## [Material supplied]
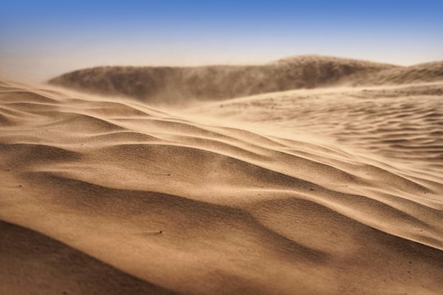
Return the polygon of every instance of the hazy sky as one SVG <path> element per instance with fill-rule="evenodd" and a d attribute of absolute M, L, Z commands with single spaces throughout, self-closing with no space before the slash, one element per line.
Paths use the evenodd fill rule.
<path fill-rule="evenodd" d="M 317 54 L 443 60 L 443 1 L 0 0 L 0 76 Z"/>

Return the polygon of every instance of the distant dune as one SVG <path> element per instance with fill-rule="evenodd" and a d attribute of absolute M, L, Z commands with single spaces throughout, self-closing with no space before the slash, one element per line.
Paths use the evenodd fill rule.
<path fill-rule="evenodd" d="M 183 103 L 333 85 L 398 66 L 316 55 L 254 66 L 197 67 L 104 66 L 74 71 L 50 81 L 96 93 L 149 103 Z"/>
<path fill-rule="evenodd" d="M 323 62 L 296 76 L 331 82 Z M 303 62 L 241 68 L 242 83 Z M 335 62 L 343 75 L 369 64 Z M 117 93 L 134 73 L 160 85 L 223 70 L 226 87 L 240 73 L 117 69 L 63 79 Z M 442 87 L 296 90 L 171 112 L 0 81 L 0 294 L 441 295 Z"/>
<path fill-rule="evenodd" d="M 443 81 L 443 62 L 381 70 L 376 74 L 362 73 L 350 79 L 352 85 L 398 85 Z"/>

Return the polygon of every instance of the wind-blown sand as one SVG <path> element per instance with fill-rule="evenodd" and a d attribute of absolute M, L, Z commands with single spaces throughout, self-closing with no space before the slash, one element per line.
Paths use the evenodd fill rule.
<path fill-rule="evenodd" d="M 0 82 L 0 294 L 441 294 L 442 89 Z"/>

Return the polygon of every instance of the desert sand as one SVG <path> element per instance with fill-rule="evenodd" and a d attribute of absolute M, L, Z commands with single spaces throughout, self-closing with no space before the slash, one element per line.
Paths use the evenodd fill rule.
<path fill-rule="evenodd" d="M 443 294 L 442 65 L 3 79 L 0 294 Z"/>

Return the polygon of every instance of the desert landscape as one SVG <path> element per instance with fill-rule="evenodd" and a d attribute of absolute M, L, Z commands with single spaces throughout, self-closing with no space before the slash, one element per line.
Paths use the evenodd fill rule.
<path fill-rule="evenodd" d="M 0 82 L 0 294 L 442 294 L 443 62 Z"/>

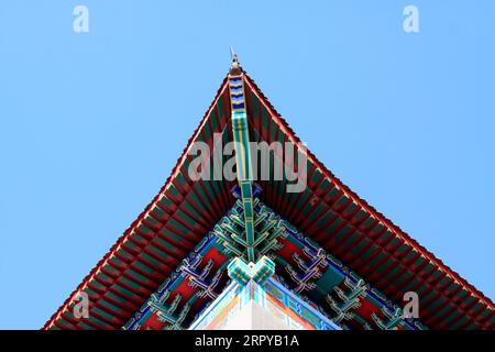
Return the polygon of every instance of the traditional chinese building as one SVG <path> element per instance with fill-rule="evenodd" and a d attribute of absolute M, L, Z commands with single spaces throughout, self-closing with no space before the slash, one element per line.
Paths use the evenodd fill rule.
<path fill-rule="evenodd" d="M 495 306 L 307 151 L 234 56 L 165 185 L 44 329 L 251 328 L 494 329 Z"/>

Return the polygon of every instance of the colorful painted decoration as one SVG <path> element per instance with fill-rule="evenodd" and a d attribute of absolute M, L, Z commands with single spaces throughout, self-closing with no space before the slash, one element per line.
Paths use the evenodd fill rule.
<path fill-rule="evenodd" d="M 196 142 L 235 142 L 237 179 L 193 179 Z M 307 187 L 288 193 L 287 177 L 257 178 L 250 142 L 300 140 L 233 55 L 170 177 L 44 329 L 495 329 L 487 297 L 309 151 L 298 150 Z M 74 315 L 79 293 L 87 318 Z M 404 314 L 408 293 L 421 297 L 418 317 Z"/>

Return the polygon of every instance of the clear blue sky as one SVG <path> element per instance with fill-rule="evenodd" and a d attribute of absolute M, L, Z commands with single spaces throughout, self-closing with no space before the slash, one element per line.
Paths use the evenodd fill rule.
<path fill-rule="evenodd" d="M 77 4 L 89 33 L 73 31 Z M 40 328 L 148 204 L 230 45 L 337 176 L 495 298 L 494 13 L 492 0 L 2 1 L 0 328 Z"/>

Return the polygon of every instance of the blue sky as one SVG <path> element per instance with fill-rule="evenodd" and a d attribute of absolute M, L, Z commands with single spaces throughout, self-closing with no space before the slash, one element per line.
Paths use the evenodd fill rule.
<path fill-rule="evenodd" d="M 73 9 L 89 10 L 89 33 Z M 419 9 L 405 33 L 403 10 Z M 495 3 L 0 7 L 0 328 L 37 329 L 169 175 L 233 45 L 338 177 L 495 298 Z"/>

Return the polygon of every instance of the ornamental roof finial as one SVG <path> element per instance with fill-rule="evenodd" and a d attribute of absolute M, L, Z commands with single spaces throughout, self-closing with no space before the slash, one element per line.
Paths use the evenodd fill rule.
<path fill-rule="evenodd" d="M 238 54 L 234 53 L 232 46 L 230 47 L 230 56 L 232 57 L 232 63 L 230 64 L 230 73 L 240 74 L 242 72 L 241 65 L 239 65 Z"/>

## [Problem to work on]
Locate each line in the data above that contains the word "blue", and copy those lines out in full.

## [In response]
Return the polygon of every instance of the clear blue sky as one SVG <path> element per instance with fill-rule="evenodd" and a d attribute of absolute M, L, Z commands with single spaces throughout, self-closing with no space before the slash, one element per line.
Return the polygon of every instance of the blue sky as one SVG <path> element per instance with fill-rule="evenodd" and a d attribute of absolute M, L, Z commands with single spaces throughout, self-closing with no space before the slash, one element per line.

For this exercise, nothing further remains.